**Consigne:** Relevez toutes les lignes de la liste ci-dessous où figure le mot « wearing ». Majuscules et minuscules comptent.
### Données ###
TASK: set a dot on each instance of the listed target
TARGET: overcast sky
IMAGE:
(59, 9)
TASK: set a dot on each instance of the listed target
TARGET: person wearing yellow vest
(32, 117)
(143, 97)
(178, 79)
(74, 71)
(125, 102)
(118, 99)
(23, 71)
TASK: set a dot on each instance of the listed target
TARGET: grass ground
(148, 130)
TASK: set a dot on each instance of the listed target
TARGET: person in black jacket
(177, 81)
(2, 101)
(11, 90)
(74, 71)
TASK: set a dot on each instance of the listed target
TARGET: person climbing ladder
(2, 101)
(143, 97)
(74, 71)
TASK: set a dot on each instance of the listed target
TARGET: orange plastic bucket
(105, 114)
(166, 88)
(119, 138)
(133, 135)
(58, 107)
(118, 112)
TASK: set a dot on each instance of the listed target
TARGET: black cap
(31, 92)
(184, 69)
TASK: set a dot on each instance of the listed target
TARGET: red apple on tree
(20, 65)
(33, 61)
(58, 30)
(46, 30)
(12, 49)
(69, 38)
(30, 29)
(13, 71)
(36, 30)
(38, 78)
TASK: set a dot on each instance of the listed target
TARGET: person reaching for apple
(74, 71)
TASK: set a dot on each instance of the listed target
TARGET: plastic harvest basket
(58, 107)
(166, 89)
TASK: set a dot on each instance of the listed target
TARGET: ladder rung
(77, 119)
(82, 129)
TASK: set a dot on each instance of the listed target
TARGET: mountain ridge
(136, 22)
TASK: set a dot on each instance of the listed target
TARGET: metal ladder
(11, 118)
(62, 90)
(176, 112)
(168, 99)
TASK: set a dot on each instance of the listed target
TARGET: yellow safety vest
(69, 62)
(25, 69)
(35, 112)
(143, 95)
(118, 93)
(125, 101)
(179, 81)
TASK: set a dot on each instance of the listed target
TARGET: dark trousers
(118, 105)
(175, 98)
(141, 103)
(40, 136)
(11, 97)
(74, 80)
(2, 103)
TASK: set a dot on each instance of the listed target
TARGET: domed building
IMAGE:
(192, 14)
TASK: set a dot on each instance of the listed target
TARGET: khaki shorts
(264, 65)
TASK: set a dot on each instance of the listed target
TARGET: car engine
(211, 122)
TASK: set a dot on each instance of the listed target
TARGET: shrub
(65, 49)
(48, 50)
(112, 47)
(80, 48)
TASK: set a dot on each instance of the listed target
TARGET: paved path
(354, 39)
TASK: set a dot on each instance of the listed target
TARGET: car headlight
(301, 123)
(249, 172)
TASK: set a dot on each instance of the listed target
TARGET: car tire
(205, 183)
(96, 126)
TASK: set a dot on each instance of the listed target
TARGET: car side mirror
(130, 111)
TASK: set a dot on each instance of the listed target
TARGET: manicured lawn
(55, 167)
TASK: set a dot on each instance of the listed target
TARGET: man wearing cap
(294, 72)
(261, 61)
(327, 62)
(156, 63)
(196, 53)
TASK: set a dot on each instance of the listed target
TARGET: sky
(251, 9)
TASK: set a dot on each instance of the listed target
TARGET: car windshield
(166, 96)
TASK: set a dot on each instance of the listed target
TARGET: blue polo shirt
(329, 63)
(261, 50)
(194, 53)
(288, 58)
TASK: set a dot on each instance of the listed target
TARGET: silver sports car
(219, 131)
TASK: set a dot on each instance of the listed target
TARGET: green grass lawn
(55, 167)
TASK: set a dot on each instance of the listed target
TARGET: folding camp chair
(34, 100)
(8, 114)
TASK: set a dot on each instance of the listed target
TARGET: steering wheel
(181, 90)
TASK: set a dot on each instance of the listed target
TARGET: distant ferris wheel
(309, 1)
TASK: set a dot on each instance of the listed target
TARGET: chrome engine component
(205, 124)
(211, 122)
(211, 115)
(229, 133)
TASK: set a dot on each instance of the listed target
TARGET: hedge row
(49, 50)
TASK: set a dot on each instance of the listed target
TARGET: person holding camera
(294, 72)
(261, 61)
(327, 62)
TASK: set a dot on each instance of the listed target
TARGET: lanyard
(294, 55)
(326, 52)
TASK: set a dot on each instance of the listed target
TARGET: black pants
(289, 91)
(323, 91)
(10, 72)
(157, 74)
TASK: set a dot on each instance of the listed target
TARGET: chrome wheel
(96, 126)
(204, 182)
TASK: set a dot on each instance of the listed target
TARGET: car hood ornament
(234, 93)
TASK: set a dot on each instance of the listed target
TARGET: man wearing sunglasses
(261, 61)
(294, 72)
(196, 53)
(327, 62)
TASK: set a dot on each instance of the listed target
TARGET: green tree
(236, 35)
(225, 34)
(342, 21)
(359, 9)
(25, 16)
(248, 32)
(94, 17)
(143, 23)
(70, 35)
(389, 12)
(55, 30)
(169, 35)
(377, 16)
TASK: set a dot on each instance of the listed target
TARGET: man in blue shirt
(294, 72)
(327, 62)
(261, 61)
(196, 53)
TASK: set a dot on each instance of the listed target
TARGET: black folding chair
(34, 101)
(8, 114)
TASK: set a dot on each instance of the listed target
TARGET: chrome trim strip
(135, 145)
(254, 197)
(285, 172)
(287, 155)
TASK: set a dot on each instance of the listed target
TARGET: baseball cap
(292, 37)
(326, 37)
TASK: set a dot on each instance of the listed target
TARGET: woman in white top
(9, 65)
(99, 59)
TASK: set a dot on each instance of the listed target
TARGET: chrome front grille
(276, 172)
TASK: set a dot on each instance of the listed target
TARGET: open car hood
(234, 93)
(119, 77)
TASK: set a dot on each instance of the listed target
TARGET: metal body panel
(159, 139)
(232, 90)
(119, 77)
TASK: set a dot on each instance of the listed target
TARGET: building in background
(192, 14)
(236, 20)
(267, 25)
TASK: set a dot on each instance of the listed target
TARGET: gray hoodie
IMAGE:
###
**Solution:**
TARGET: person wearing yellow vest
TARGET: man wearing cap
TARGET: man wearing sunglasses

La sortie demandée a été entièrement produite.